Request a :: Rewrite the forum thread from "Hey! Here's the" through "Happy Weekend.", changing "individual words" to "separate words".

== Document passage ==

•   11 months ago

WIT as a transcription service

Hey fellas,
Can we use wit as a pure transcription service? I am looking for a response something like as shown below (I require the timestamps of individual words). This is like level-1 basic transcription without training. Is this possible with current wit speech API? If I understand correctly right now I get timestamps only with the entities that are extracted from the speech after training.

Quite new to the world of natural language interaction. Please let me know in case I am missing something here.

Cheers
Prateek

[
"items": [
{
"start_time": "2.23",
"end_time": "2.78",
"alternatives": [
{
"confidence": "0.9582",
"content": "morning"
}
],
"type": "pronunciation"
},
{
"alternatives": [
{
"confidence": "0.0",
"content": "."
}
],
"type": "punctuation"
},
{
"start_time": "2.79",
"end_time": "2.91",
"alternatives": [
{
"confidence": "0.861",
"content": "Who"
}
],
"type": "pronunciation"
},
{
"start_time": "2.91",
"end_time": "3.04",
"alternatives": [
{
"confidence": "0.8081",
"content": "would"
}
],
"type": "pronunciation"
},
{
"alternatives": [
{
"confidence": "0.0",
"content": "?"
}
],
"type": "punctuation"
},
]

  • 2 comments

  • Manager   •   11 months ago

    Hey! Here's the answer I got for you:

    You can send an audio file to get the text wit.ai transcribes it to, but we do not break down the individual words. You can see https://wit.ai/docs/http/20200513 > "Retrieve the meaning of an audio wave" for more detail.

    Hope that helps!
    Stefanie

  •   •   11 months ago

    Thanks for your time and efforts, Stefanie.
    This is helpful but unfortunately will solve only half of my problem :) I need the individual words and their timestamp. But if it's not there, we can't help it. I will try figuring something out.

    Happy Weekend.

    Cheers
    Prateek

Comments are closed.

===
== Exercise input ==

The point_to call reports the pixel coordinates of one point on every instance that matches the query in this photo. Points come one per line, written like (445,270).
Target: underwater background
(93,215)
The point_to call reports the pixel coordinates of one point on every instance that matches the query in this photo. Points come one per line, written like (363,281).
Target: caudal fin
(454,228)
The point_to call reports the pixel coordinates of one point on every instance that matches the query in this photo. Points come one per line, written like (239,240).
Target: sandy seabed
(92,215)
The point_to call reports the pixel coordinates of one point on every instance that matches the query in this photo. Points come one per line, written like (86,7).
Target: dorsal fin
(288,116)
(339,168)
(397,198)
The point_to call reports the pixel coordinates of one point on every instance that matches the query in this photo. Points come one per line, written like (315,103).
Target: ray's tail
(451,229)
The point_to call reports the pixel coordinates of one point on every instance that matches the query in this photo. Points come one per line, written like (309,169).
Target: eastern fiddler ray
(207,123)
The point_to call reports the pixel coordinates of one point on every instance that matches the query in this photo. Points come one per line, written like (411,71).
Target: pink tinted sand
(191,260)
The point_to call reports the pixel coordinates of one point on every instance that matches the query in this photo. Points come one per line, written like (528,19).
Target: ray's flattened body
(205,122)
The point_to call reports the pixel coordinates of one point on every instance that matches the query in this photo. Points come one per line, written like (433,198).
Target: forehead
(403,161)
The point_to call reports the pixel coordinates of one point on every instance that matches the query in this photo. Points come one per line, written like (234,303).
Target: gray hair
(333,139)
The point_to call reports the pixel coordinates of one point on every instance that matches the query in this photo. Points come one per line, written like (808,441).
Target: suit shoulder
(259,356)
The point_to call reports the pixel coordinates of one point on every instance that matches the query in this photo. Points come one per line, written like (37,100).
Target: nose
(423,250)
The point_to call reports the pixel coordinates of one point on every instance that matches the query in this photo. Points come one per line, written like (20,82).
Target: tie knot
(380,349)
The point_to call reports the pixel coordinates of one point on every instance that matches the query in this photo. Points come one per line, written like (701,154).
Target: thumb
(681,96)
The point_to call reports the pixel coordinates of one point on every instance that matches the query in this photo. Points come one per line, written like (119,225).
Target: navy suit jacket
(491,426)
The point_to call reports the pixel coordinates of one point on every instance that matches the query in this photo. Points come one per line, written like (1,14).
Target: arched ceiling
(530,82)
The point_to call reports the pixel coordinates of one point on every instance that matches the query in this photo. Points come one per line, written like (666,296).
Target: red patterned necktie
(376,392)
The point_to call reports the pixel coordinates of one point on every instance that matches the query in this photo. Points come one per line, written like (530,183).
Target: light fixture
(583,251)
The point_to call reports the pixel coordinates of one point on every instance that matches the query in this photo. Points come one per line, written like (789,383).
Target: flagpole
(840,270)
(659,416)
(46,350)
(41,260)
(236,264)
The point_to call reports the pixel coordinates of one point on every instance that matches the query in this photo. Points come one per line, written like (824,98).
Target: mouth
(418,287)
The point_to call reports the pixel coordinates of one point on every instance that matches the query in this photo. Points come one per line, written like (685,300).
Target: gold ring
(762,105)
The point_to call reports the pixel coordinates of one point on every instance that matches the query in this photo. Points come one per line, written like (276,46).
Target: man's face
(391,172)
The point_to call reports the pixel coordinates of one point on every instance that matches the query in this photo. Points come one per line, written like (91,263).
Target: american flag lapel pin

===

Request b :: Copy every line of the rows above that contains the string "suit".

Expected output a ::
Hey! Here's the answer I got for you:

    You can send an audio file to get the text wit.ai transcribes it to, but we do not break down the separate words. You can see https://wit.ai/docs/http/20200513 > "Retrieve the meaning of an audio wave" for more detail.

    Hope that helps!
    Stefanie

  •   •   11 months ago

    Thanks for your time and efforts, Stefanie.
    This is helpful but unfortunately will solve only half of my problem :) I need the separate words and their timestamp. But if it's not there, we can't help it. I will try figuring something out.

    Happy Weekend.

Expected output b ::
Target: suit shoulder
Target: navy suit jacket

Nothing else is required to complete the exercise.